# Try it
Please return every line of the records below that holds the word "tunnel".

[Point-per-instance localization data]
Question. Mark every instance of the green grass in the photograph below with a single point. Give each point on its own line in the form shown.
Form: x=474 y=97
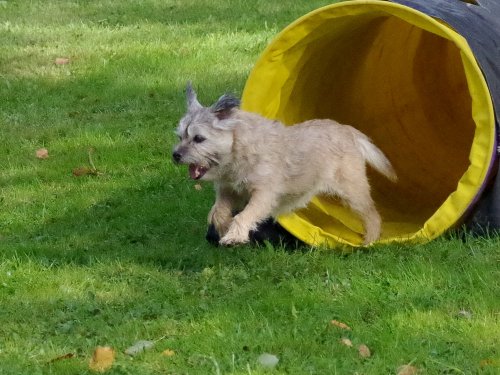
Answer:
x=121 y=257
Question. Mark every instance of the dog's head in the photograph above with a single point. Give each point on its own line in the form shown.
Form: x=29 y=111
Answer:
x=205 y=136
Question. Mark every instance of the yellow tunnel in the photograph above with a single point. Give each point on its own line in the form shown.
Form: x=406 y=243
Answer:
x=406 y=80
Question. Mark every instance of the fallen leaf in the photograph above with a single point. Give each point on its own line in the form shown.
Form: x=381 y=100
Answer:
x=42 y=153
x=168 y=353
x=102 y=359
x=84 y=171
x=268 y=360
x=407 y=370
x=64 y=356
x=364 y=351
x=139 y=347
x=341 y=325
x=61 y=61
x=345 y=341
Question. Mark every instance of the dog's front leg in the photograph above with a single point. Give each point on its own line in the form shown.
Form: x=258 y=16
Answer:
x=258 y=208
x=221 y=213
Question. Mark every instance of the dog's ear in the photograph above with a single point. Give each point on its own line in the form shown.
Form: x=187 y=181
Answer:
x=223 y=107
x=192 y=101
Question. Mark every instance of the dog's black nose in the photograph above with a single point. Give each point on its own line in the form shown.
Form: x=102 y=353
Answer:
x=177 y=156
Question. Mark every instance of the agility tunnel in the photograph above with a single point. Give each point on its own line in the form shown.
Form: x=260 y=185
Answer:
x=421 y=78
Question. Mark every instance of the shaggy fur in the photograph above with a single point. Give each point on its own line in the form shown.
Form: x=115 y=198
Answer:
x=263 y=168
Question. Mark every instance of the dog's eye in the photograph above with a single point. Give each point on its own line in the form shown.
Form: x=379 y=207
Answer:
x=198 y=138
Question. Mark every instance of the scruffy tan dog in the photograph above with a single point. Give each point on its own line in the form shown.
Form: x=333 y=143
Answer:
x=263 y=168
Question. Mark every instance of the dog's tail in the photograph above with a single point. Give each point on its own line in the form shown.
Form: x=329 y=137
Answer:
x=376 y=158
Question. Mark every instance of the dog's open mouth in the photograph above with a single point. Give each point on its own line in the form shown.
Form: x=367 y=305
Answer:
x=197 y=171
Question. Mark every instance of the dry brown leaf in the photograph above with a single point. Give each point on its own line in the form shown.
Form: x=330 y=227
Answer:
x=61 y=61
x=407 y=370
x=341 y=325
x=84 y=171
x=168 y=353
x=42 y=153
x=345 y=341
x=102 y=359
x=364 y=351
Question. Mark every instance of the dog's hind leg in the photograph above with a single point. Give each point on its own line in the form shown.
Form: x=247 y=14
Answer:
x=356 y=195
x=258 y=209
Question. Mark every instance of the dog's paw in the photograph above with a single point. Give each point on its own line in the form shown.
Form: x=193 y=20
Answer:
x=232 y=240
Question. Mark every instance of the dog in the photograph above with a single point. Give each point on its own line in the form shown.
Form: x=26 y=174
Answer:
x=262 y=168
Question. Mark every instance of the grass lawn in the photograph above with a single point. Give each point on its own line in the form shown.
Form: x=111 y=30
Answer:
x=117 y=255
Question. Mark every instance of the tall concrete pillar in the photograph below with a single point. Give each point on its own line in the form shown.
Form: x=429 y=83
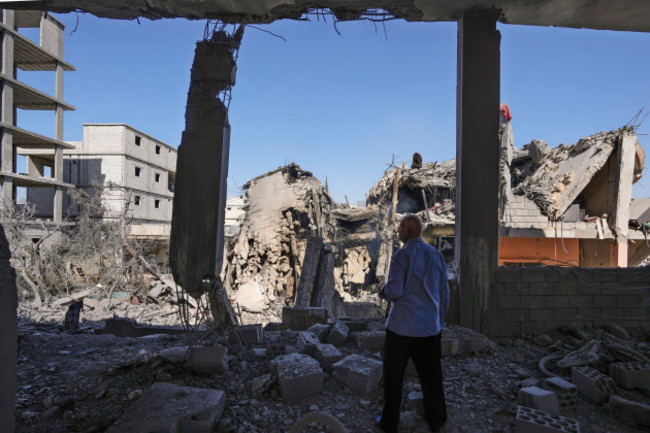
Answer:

# Answer space
Question. Mark every instance of the yellow tunnel in the photograph above with a single point. Give each point on its own line in the form shown.
Question. Mark every instance of the agility tunnel in the photograph above with a single point. Give each point on its own line in the form shown.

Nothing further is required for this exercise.